Exercise directions: Write all of the entries out again exactly, but not the images.

Material for this exercise:

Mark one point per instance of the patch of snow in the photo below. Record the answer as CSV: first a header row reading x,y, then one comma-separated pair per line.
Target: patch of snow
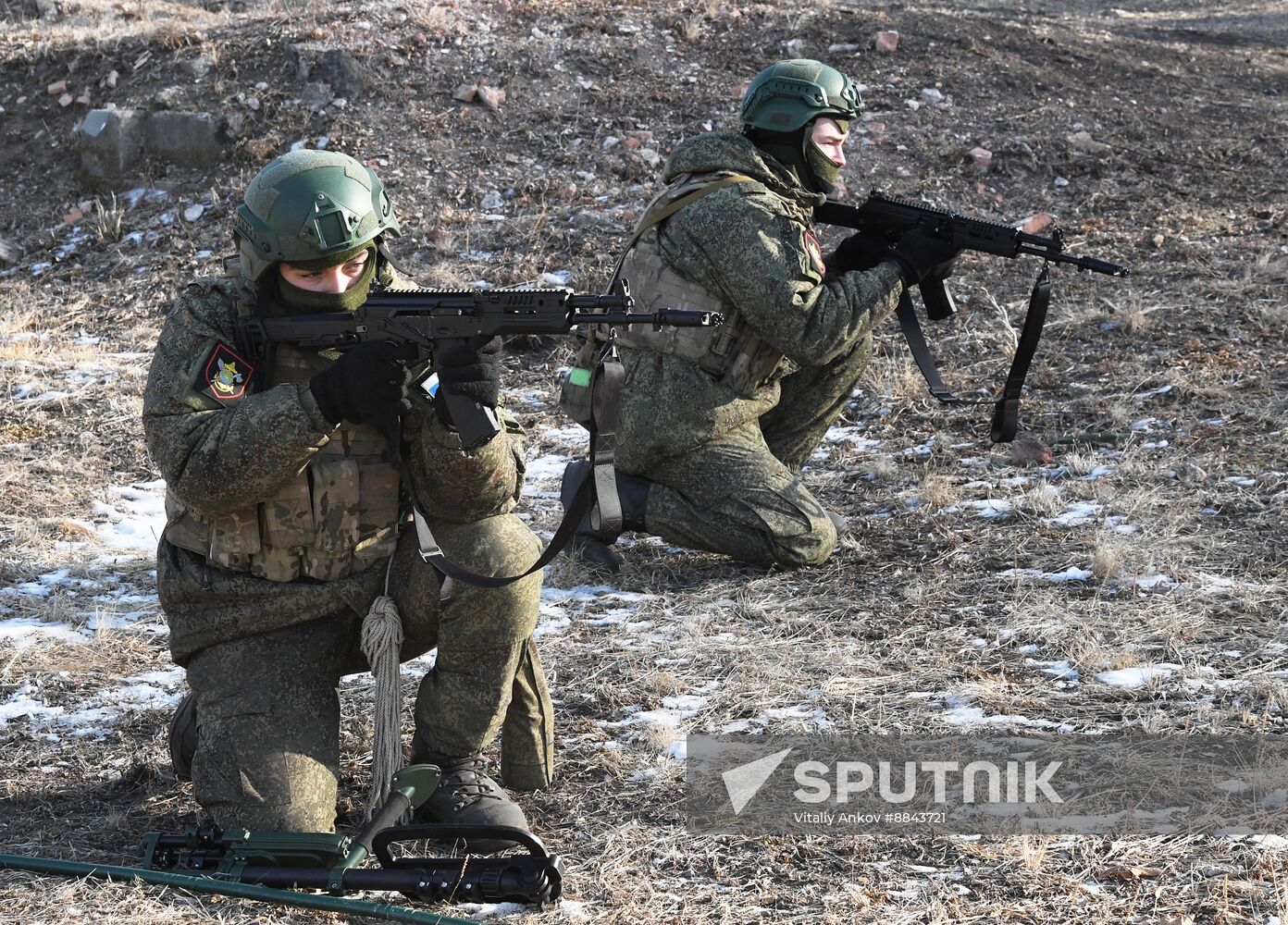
x,y
1136,676
1071,574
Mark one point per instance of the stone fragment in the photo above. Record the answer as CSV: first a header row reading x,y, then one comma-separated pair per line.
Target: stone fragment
x,y
111,142
197,68
1035,225
9,253
1027,451
316,95
167,97
491,97
345,75
981,159
1082,143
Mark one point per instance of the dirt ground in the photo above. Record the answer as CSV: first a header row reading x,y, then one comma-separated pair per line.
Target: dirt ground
x,y
1154,134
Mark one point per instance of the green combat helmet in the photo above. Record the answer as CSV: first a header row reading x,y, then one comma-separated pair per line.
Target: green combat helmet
x,y
789,94
309,205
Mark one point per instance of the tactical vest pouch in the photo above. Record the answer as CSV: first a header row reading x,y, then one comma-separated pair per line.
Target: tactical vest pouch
x,y
183,528
736,357
288,517
328,567
575,388
276,564
337,488
235,536
378,517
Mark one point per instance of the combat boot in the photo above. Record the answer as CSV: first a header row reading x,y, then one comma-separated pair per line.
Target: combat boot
x,y
467,796
183,737
593,547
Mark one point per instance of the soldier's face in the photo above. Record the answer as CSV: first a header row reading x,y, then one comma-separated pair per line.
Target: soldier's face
x,y
338,278
830,140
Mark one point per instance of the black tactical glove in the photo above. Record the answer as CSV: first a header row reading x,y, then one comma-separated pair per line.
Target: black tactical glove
x,y
365,384
858,252
920,255
467,370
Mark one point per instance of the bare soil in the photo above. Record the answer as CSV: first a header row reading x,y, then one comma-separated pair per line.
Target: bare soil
x,y
1154,134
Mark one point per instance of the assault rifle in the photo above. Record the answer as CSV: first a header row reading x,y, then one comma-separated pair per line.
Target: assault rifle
x,y
272,866
884,219
419,317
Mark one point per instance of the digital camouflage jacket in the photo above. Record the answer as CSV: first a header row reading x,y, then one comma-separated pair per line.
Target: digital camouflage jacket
x,y
226,446
751,246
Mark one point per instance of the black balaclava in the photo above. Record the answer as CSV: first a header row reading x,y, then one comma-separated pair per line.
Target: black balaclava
x,y
348,301
798,153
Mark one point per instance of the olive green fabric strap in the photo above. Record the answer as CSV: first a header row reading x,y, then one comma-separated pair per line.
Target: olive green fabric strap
x,y
653,216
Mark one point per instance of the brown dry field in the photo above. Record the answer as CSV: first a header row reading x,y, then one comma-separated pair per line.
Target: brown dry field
x,y
1167,389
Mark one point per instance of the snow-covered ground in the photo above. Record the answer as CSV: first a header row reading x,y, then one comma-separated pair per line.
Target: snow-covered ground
x,y
125,524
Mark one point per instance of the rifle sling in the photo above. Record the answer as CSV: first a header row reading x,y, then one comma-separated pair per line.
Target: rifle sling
x,y
1006,409
601,485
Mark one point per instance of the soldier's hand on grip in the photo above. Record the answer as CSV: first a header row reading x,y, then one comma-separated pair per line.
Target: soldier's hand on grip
x,y
920,255
857,252
365,384
469,370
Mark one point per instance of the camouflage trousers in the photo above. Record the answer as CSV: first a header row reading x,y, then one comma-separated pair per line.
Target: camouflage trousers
x,y
741,494
268,746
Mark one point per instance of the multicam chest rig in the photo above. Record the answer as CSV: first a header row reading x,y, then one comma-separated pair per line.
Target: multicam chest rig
x,y
337,517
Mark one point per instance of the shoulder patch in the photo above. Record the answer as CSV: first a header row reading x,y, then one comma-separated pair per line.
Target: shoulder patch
x,y
815,254
224,375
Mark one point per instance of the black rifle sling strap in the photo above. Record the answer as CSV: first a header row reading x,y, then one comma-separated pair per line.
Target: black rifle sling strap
x,y
605,402
1006,409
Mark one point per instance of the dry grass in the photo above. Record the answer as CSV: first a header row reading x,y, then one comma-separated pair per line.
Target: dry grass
x,y
910,609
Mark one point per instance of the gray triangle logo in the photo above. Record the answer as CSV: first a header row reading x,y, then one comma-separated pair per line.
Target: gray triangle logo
x,y
745,781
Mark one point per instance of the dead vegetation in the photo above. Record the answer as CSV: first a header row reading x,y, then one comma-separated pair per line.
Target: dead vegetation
x,y
1162,397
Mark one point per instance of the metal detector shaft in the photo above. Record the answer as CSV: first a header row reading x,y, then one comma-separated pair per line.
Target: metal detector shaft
x,y
205,884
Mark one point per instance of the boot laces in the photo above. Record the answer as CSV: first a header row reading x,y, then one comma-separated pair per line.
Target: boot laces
x,y
465,783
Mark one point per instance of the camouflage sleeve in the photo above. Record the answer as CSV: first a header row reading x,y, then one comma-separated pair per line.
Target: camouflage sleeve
x,y
769,265
459,485
222,455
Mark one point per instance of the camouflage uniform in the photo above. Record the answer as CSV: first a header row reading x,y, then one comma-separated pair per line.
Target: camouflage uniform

Result:
Mark one point per instance of the patch of snow in the photo below. Record the answer as CSV: first a header row reading x,y, then one comma-separated pair per line.
Target: patch of snow
x,y
1136,676
1071,574
Mark one point per instance of the stone fragment in the photo above. Record the answer as CSV: first a header row reading x,y, then one comma-separated pair per line.
Target: stone fragment
x,y
111,142
197,68
1035,225
9,253
1027,451
316,95
167,97
491,97
345,75
981,159
1082,143
Mark one point per instance of the dirt ground in the photo above. Record the answer as CSV: first a header row reading x,y, then one comma-separated pair per line.
Target: dirt ground
x,y
1154,134
Mark one point per instance of the green combat helmet in the photo above. Record the answer as CSV: first a header row reading x,y, then one comma-separated pair per line.
Target: green combat helmet
x,y
789,94
309,205
Mark one point per instance of the tactical vest pouch in the photo above. Record the answer as CSV: first a header row reading x,y, then one comma-separated pair per line.
Target: tactical vest pouch
x,y
183,528
736,357
288,517
328,567
575,388
276,564
337,488
235,536
378,517
Mark one point per instance of the combat boot in the photo above. Record the answer as CSV: first a header row reading x,y, then one comma-separated pair per line.
Target: combat boot
x,y
467,796
183,737
593,547
Mark one point per instance of the soldier's face in the photo above. Record the answer as CSV: first a header row reading x,y, then one comma-separated pair per line.
Target: soldier's face
x,y
338,278
830,140
Mark one point per instance of the black tactical glove in the photo above. Record the answer as CSV: first a header row reading x,y, then one comma-separated pair per line.
Target: black tactical glove
x,y
365,384
858,252
920,255
467,370
Mark one point per instance of the bare soil in the photo above. Record the answer as CSV: first a header row reading x,y, then one comma-separated pair per line.
Target: bare soil
x,y
1154,134
Mark one point per instance of the assault rifle in the photo above. Record the answer as CSV: first a header row reading x,y, then one comma-separated pair per line.
Target: assault rifle
x,y
272,866
884,219
419,317
Mark one point per instance of the digital camouflage jacket in the photo above. Record the answer as CSV: first a header row reading x,y, then one comma-separated pair per line.
Target: digital camouflage jacket
x,y
226,446
751,246
Mark one point per instance of the black balaclava in the photo above. Record the answer as CSV: first a header row reading x,y, then one comma-separated pair per line.
Target: black balaclava
x,y
348,301
798,153
Mark one point per instance of the olive green fabric strap in the photo above. Record the answer as CSV: first a header row reading x,y, then one comma-separated pair per line.
Target: olive green fabric strap
x,y
653,216
Mark one point per instance of the brown dry field in the photo above. Record the answer as CSV: first a header row reading x,y, then one comma-separated pair per line.
Target: brown dry field
x,y
1167,389
Mark one point per instance of the snow-covered ground in the photo above. Record the answer as CSV: first a header row reading x,y, then one comma-separated pair per line.
Target: snow-covered ground
x,y
125,524
Mark one point per instance of the rifle sling in the photo above. Record the answer as CSV: first a header row reading x,y, then one comma-separated pair per line.
Target: rifle sling
x,y
1006,409
601,485
Mark one point per instance of the soldier's hand on grip in the photo above. Record the answer as CSV: first a header row reading x,y, then one comma-separated pair per line.
Target: soldier's hand on grip
x,y
920,255
857,252
365,384
469,370
Mark one point per instance of the camouflage trousers in the photo above. Record the answer as CSV: first a header row reading x,y, then one comma-separated pair per line.
Target: camouflage trousers
x,y
741,494
268,746
Mark one point per instance of the multicam chest rig in the photo above. Record the answer as CSV: first a header row reading x,y, then one comma-separated pair per line.
Target: multicam chest rig
x,y
337,517
Mark one point per instance of the shoulder patch in the photo above. Record the answer as CSV: first a header row reading x,y, then one comma-separated pair per line.
Target: shoulder patch
x,y
815,254
224,375
Mark one point per instance of the black rifle sling strap in the photo above. Record the answer as CSV: first a header row reading x,y, then one comma-separated pair per line.
Target: black rifle sling strap
x,y
605,402
1006,409
Mark one point per instance of the dry grass in the photo above. Record the answer as CSV: first a header row reading x,y, then one comma-separated pair per line.
Target: dry grass
x,y
910,609
Mark one point per instance of the gray triangle logo in the photo above. Record the answer as CSV: first a header row reading x,y, then one comma-separated pair per line.
Target: gray triangle logo
x,y
745,781
Mark one point per instance of the dead vegetation in the photo above. Record the answer as CSV: first a header row reading x,y, then one comma-separated pair per line.
Target: dead vegetation
x,y
1162,397
Mark one point per instance of the metal detector shaft in the photo above. Record the answer as CSV: first a header row reading x,y, then one comma-separated pair per line.
Target: metal detector shaft
x,y
205,884
Mark one point per instance of the boot laces in the photo above. Record the answer as CSV: first a header row reading x,y, then one comma-separated pair per line.
Target: boot laces
x,y
465,783
Mark one point per instance of the camouflage sleeve in the photo above. Record the answer as CSV: first a header row reading x,y, then one comma-separated pair per line.
Target: camouflage sleeve
x,y
769,265
459,485
222,455
Mark one point per instance of the camouflage uniform in the photo above. Record the answer as CSV: first a header row reading x,y, then one comma-separated pair per line.
Target: camouflage uniform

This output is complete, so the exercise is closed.